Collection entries
▶

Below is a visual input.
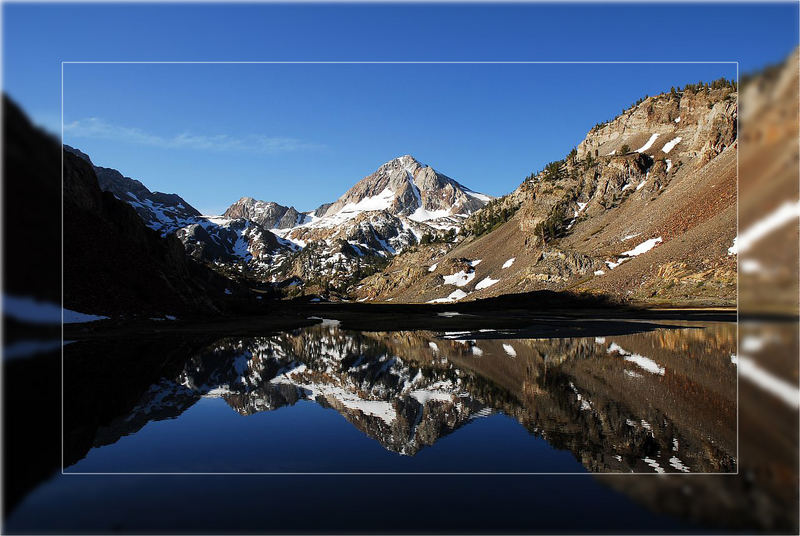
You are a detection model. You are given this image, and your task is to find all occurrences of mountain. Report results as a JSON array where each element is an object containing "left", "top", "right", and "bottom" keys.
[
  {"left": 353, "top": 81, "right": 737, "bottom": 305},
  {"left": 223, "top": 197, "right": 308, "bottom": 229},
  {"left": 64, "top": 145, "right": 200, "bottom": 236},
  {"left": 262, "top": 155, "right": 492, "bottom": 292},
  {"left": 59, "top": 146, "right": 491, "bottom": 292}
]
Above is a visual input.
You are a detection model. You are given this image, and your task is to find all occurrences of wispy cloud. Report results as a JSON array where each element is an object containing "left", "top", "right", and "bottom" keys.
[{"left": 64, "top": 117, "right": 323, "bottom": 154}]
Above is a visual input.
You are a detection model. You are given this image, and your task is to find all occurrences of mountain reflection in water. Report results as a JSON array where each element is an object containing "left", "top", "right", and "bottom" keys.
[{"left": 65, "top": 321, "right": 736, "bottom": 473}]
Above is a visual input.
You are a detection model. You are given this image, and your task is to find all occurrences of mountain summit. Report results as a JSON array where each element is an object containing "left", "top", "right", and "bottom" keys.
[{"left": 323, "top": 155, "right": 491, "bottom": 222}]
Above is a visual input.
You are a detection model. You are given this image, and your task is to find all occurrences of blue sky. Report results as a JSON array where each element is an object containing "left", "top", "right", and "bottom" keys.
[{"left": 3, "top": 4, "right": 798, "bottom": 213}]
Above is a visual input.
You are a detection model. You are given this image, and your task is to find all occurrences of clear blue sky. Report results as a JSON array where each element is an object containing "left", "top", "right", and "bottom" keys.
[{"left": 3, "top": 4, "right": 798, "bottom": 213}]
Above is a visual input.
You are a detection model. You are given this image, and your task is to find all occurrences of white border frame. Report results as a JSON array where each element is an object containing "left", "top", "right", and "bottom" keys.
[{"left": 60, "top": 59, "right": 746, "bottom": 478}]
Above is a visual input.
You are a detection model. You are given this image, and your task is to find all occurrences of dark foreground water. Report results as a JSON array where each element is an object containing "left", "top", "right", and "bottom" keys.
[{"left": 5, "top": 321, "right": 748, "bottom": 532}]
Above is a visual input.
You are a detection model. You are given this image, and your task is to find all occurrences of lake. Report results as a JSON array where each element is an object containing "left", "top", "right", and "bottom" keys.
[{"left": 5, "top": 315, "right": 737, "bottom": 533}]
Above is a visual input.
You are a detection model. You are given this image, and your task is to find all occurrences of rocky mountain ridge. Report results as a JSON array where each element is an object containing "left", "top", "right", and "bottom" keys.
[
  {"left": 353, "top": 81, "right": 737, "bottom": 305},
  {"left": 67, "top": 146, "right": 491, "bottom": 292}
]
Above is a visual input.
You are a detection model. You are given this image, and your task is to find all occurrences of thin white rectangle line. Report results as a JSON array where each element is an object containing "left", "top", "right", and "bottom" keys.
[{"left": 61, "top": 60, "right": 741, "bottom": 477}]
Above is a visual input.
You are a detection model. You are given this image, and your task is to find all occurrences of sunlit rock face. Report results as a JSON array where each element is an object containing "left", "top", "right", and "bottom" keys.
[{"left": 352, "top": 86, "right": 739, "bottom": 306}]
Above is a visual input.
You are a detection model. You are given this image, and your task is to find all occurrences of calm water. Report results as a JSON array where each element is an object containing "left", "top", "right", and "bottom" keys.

◀

■ Given exercise
Locate every line in the collection entries that contains the word "water", and copy each of those lines in full.

■ Full solution
You are a detection model. You are given this image, and your task is to find all occurrences of mountain reflection in water. Report results as a JSON array where each element is an object containing "left", "top", "right", and "bottom" keys.
You are a detection model. You are given this image, and your task is to find all occurrences of dark foreground water. Report results as a JSON array where each element is an object containing "left", "top", "right", and "bottom" keys.
You are a detection model. You are given this image, and your task is to find all occurrences of calm water. Report results as a JSON array where each element is an object containing "left", "top", "right", and "bottom" keys.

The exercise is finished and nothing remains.